◆ PROBLEMS AND TASKS ◆
• 1. In the Projecto Global review below, who is named as the director of the film?
• 2. Carry on writing the Projecto Global review below, picking up after its final sentence.

◆ STUDY TEXT ◆
Quick take
Projecto Global is a political thriller that mashes up idealism, infighting and bursts of action set in post‑revolution Portugal. It’s part suspense, part character study, and all about what happens when a movement forgets why it started.
Setting the scene
The film drops you into Lisbon after the Carnation Revolution — a time when the country had won democracy but still couldn’t figure out how to fix its economy or soothe social unrest. That uneasy period becomes the playground for a militant group whose noble goals slowly curdle.
What the story focuses on
Rather than a blow‑by‑blow of historical events, the movie zooms in on three members of the group — Rosa, Queiroz and Jaime — and the toxic strings tying them to one another. Add a former lover turned antagonist, Marlow, and you get loyalties that fray as the stakes climb.
Tone and themes
Director Ivo M. Ferreira balances political heat with personal messiness. The film is about the crash between revolutionary dreams and the messy reality of politics: compromises, pettiness, and the kind of slow despair that eats at idealism. There’s a melancholic core wrapped in pulsey thriller beats.
Standout moments (yes, including that bra gag)
Expect tense action—bank jobs, targeted attacks and even audacious strikes on naval targets lurk in the background of the plot. The clips floating from the film hint at two very different textures: one asks “what does a terrorist look like?” with a photo‑driven beat; the other is a restaurant‑table scene involving toasts, talk and a cheeky money‑in‑a‑bra gag that plays as a risqué, blink‑and‑you‑miss‑it laugh rather than anything explicit.

Region descriptions in natural language
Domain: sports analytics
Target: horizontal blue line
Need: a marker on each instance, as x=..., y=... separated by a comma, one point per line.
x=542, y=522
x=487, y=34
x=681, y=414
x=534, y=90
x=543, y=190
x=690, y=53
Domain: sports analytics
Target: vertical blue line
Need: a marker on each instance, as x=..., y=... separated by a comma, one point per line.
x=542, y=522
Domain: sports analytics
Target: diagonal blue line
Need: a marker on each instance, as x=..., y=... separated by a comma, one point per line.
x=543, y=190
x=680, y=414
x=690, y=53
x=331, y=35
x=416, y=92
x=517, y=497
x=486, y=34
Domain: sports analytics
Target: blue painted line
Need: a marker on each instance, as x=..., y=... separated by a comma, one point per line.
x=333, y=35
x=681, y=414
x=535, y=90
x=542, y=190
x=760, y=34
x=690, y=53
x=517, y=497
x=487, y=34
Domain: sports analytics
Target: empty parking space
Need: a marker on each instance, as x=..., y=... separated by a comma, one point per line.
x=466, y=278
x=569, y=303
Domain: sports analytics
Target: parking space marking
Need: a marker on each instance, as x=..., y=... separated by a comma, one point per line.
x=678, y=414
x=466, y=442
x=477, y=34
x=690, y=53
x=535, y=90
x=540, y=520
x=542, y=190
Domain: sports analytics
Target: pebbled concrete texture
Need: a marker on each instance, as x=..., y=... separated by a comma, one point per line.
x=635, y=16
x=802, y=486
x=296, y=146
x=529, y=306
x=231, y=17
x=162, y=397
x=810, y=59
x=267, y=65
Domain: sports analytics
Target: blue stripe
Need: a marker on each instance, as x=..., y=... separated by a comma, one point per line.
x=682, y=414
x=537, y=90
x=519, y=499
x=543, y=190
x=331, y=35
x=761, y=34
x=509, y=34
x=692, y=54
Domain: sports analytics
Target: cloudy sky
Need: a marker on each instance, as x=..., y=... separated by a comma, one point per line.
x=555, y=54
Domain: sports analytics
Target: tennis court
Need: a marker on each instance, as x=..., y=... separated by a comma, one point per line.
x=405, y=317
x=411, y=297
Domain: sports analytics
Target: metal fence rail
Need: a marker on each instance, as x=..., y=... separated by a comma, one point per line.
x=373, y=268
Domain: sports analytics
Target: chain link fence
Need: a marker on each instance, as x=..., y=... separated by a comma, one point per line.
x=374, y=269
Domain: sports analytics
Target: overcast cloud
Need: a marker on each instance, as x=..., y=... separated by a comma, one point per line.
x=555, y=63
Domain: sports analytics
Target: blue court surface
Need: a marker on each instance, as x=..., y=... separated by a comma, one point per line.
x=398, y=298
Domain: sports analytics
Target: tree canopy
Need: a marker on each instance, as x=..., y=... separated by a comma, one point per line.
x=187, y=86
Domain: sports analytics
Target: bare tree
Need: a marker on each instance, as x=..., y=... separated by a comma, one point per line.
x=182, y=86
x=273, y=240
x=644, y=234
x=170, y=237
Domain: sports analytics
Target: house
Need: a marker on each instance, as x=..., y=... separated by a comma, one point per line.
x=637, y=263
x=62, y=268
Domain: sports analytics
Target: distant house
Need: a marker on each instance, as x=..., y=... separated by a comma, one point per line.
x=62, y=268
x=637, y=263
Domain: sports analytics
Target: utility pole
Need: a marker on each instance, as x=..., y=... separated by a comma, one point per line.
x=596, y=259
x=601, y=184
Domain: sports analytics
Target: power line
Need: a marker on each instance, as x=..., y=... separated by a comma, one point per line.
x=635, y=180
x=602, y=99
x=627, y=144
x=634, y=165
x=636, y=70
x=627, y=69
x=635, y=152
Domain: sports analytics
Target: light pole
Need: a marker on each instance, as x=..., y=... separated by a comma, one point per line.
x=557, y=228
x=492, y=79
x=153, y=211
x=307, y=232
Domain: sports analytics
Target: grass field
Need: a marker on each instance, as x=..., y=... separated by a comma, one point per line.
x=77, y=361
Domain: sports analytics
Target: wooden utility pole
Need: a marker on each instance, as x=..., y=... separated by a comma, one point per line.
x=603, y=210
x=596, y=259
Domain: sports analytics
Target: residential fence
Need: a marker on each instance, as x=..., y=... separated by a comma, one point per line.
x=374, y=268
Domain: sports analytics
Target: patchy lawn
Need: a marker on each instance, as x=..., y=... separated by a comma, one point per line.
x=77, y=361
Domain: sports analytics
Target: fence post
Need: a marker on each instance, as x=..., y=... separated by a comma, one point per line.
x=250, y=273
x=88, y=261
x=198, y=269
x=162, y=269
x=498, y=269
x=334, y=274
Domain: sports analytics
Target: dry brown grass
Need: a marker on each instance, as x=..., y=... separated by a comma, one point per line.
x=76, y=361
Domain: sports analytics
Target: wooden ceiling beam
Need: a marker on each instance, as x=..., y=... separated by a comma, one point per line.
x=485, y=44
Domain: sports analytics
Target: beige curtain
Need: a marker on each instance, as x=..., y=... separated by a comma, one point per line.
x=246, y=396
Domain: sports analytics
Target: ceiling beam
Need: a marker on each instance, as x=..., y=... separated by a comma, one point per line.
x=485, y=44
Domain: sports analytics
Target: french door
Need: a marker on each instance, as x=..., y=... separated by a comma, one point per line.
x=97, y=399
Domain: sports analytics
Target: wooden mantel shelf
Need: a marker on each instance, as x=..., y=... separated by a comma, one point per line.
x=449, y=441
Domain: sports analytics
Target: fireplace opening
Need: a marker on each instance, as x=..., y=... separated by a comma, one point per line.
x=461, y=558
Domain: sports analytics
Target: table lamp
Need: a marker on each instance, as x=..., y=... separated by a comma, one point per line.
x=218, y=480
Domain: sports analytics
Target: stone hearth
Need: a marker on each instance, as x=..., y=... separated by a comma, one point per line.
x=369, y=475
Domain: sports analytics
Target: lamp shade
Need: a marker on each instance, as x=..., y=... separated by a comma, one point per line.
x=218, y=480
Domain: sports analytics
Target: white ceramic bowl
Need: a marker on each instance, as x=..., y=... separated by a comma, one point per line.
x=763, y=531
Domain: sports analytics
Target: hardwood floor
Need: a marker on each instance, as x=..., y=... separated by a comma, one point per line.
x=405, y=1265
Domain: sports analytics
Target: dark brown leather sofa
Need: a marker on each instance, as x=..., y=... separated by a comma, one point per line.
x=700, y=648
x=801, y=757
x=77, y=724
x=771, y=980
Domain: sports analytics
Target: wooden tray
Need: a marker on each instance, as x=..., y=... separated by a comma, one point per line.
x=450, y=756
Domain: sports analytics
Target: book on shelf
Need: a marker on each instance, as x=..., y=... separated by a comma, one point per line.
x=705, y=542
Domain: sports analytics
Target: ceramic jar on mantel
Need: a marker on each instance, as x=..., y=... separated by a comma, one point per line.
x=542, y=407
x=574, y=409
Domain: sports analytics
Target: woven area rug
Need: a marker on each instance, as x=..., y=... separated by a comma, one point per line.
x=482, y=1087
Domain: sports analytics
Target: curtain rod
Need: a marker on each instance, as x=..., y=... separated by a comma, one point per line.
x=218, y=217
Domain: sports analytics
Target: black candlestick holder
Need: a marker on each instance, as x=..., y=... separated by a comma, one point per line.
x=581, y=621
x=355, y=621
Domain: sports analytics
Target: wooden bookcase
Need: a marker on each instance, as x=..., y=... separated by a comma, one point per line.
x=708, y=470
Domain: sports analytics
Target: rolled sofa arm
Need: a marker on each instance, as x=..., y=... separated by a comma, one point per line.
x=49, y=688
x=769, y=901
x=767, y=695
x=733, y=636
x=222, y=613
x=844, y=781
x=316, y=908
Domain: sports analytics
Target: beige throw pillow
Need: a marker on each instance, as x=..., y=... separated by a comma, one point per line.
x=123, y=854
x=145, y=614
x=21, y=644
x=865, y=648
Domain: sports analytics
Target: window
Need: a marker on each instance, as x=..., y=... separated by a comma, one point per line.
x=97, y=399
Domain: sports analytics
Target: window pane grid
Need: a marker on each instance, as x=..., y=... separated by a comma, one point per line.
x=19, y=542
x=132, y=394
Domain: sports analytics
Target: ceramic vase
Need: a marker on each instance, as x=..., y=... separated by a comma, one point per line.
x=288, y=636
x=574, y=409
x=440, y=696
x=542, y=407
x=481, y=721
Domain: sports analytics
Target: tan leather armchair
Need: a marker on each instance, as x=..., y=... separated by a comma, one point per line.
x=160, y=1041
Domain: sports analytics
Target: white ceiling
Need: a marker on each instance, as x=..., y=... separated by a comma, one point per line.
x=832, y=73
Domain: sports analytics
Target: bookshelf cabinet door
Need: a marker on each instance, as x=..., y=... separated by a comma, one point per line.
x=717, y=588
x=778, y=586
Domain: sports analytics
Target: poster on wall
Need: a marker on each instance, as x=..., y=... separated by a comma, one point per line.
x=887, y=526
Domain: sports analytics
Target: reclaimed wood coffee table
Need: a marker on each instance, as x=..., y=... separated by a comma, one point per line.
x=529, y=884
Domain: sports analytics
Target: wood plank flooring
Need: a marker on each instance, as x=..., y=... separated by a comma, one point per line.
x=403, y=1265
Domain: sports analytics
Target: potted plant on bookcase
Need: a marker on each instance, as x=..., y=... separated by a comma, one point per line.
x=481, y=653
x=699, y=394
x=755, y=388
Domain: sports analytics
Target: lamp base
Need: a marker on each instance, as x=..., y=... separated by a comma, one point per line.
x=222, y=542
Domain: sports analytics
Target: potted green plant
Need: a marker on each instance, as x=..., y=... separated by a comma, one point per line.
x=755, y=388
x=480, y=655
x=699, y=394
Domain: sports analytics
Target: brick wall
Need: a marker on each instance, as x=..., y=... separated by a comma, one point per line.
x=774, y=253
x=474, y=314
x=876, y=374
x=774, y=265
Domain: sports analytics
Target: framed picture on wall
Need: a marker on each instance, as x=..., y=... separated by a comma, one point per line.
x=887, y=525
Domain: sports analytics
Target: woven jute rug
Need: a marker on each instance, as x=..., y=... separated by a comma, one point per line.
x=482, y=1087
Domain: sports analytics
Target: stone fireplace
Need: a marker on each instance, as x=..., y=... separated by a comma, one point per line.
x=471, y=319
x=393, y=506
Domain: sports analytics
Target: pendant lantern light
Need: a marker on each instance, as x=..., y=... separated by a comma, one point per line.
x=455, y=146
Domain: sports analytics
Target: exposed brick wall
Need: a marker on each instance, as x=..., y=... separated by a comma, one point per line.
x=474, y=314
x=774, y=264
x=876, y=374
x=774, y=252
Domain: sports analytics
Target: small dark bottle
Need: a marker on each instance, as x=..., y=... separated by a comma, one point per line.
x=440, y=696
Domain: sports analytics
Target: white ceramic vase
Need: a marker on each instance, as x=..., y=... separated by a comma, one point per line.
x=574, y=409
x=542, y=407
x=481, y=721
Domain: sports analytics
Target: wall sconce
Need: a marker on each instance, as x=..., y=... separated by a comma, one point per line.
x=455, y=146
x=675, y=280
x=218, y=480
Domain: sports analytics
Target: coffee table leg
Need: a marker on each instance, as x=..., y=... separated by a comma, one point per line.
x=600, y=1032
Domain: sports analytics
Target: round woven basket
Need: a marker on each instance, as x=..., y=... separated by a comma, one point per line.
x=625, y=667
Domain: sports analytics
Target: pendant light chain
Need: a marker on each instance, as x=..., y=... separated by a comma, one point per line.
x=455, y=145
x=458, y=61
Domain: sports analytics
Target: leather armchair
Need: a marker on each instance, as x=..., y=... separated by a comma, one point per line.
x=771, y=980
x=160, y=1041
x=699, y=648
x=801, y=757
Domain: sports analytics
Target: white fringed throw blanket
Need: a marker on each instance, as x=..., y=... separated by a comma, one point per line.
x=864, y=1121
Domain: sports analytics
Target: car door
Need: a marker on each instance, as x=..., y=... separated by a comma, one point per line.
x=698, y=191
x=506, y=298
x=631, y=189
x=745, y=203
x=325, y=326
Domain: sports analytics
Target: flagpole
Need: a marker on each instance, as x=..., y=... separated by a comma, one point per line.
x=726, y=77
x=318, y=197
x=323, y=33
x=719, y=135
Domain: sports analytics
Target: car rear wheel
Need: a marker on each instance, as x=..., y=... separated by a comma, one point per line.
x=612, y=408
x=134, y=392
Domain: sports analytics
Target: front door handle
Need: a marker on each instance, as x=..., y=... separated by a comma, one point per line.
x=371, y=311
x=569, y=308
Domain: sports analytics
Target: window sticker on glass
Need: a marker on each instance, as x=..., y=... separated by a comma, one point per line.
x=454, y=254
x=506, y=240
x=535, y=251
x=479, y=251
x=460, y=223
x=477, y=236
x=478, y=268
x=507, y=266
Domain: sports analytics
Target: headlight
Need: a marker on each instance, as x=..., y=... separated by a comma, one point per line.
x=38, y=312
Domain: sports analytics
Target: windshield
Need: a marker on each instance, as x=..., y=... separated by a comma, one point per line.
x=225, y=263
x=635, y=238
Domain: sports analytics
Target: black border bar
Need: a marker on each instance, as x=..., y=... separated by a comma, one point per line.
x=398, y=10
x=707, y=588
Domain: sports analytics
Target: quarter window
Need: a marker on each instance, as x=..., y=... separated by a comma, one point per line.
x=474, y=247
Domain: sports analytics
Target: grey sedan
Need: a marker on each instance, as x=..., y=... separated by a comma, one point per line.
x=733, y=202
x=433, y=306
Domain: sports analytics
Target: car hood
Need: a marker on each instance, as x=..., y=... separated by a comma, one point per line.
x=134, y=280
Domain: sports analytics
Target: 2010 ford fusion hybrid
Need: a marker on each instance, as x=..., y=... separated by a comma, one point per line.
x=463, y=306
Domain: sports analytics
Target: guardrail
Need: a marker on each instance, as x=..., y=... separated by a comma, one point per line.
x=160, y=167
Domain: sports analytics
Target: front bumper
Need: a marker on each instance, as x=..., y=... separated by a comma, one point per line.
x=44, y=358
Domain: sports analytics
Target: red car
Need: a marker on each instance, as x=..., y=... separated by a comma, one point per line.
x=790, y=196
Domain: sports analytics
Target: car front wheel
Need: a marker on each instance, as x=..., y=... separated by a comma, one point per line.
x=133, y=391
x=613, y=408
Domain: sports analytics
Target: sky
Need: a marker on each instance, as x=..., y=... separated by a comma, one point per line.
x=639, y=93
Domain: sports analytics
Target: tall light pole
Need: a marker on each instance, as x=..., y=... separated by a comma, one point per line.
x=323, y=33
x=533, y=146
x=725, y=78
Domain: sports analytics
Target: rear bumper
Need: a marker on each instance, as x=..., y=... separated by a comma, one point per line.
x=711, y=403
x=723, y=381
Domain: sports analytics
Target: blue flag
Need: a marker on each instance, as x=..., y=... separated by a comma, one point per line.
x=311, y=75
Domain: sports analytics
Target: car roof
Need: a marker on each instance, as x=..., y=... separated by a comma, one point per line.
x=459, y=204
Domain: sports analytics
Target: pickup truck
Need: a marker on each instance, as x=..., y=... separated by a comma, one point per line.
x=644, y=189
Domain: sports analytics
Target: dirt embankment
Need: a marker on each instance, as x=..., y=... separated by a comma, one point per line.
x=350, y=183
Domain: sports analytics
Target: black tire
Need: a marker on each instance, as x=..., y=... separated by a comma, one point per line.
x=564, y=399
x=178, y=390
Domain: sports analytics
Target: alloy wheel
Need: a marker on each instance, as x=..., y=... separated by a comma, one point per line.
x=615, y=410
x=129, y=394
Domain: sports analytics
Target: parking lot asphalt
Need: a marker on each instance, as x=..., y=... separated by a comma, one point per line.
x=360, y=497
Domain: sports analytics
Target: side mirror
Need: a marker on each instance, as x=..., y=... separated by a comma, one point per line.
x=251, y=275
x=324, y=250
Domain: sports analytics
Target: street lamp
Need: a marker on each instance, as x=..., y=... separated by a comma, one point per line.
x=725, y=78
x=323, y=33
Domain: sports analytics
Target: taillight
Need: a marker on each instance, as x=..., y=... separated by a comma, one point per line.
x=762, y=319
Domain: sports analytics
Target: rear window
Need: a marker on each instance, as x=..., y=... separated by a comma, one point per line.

◆ REPLIES ◆
• 1. Ivo M. Ferreira

• 2.
Why the characters matter
This isn’t just about bombs and headlines. It’s an intimate look at the human fallout of political violence — how relationships bend under pressure and how personal grudges can steer public actions. The trio at the center are written to show how ideals warp once survival and grudges take over.
Who made it
Projecto Global was written and directed by Ivo M. Ferreira, who teams up with co‑writer Hélder Beja. The cast includes Jani Zhao, Rodrigo Tomás and José Pimentão. Producers and production companies behind it bring a mix of local and international support.
Festival details & final pitch
The film has its world premiere in the Big Screen Competition at the International Film Festival Rotterdam on Feb. 1. If you like political movies that are as interested in messy human choices as they are in high‑stakes action, this one should be on your radar.